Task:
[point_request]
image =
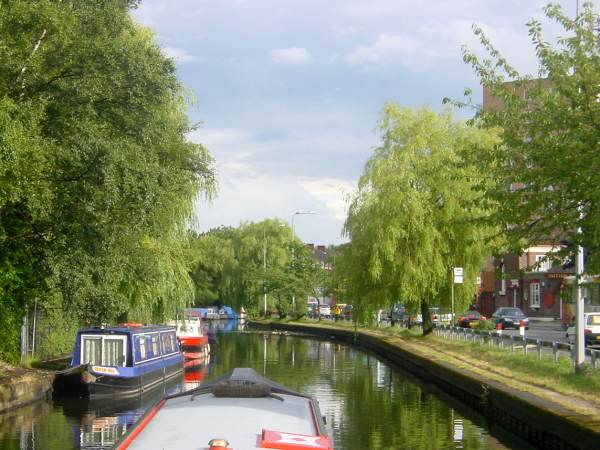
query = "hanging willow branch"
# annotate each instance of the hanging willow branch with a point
(21, 78)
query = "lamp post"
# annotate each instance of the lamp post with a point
(265, 269)
(297, 213)
(265, 265)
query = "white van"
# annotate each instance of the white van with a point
(591, 329)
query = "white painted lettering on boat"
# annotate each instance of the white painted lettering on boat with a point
(107, 370)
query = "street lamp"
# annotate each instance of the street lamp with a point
(265, 264)
(297, 213)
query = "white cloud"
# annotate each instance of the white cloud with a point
(384, 48)
(179, 55)
(292, 55)
(332, 192)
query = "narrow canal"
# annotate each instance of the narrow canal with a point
(368, 405)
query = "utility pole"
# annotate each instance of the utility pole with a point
(265, 269)
(579, 325)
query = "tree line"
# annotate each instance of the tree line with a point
(97, 177)
(440, 193)
(239, 266)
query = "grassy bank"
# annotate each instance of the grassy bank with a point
(544, 378)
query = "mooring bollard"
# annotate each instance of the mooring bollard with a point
(521, 328)
(555, 351)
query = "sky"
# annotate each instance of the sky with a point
(288, 93)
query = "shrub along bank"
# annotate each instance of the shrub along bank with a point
(543, 403)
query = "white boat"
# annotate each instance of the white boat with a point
(238, 411)
(192, 339)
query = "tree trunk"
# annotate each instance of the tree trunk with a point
(426, 316)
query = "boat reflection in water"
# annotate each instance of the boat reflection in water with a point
(102, 423)
(195, 372)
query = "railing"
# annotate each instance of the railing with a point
(538, 347)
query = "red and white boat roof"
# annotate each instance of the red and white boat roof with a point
(243, 408)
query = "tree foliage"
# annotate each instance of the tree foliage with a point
(417, 213)
(236, 266)
(547, 170)
(97, 178)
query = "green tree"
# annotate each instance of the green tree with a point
(97, 177)
(550, 133)
(416, 214)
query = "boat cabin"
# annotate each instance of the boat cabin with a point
(128, 359)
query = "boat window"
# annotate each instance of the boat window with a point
(594, 319)
(155, 345)
(103, 350)
(91, 350)
(169, 342)
(142, 341)
(114, 352)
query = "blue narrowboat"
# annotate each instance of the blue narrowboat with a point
(120, 361)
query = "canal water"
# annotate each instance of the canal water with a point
(368, 404)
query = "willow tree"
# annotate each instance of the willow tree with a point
(416, 214)
(551, 133)
(97, 178)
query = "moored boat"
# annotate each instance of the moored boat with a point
(238, 411)
(192, 339)
(120, 361)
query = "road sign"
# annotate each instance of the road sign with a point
(457, 275)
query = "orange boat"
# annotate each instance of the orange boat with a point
(192, 340)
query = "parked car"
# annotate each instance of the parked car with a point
(591, 329)
(510, 317)
(337, 311)
(399, 313)
(347, 312)
(325, 311)
(470, 319)
(436, 315)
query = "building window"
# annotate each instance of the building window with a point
(534, 295)
(542, 264)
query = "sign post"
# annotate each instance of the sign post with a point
(457, 278)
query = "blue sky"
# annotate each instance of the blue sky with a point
(289, 92)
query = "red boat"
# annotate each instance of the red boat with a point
(192, 340)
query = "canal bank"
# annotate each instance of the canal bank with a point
(546, 419)
(21, 386)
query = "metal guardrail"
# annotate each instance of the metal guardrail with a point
(538, 347)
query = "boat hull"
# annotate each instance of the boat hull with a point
(242, 408)
(88, 381)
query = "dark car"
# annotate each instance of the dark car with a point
(510, 318)
(470, 319)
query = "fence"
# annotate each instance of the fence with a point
(528, 346)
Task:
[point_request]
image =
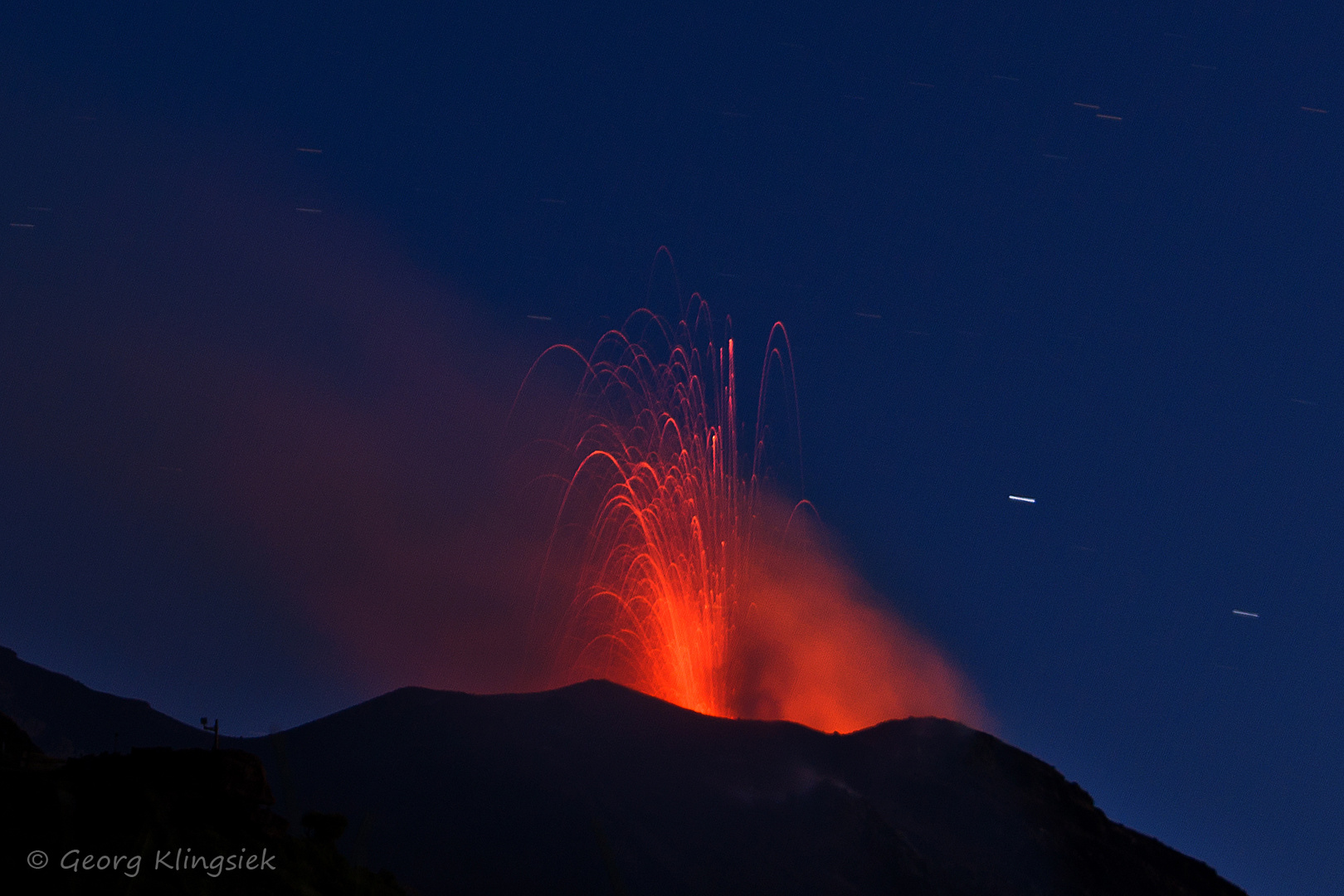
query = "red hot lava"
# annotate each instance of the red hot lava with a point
══════════════════════════════
Please copy the data above word for word, but only from the line that contains "# annotate each instance of the boat hull" through the final line, both included, and without the pictures.

* **RESULT FOR THIS TASK**:
# annotate each instance of the boat hull with a point
(242, 408)
(88, 381)
query = "dark car"
# annotate each instance of the dark car with a point
(510, 318)
(470, 319)
query = "fence"
# annotate each instance of the fence with a point
(528, 346)
Task:
[point_request]
image =
query = "red hot lava"
# annotate each instance of the red hot lava with a point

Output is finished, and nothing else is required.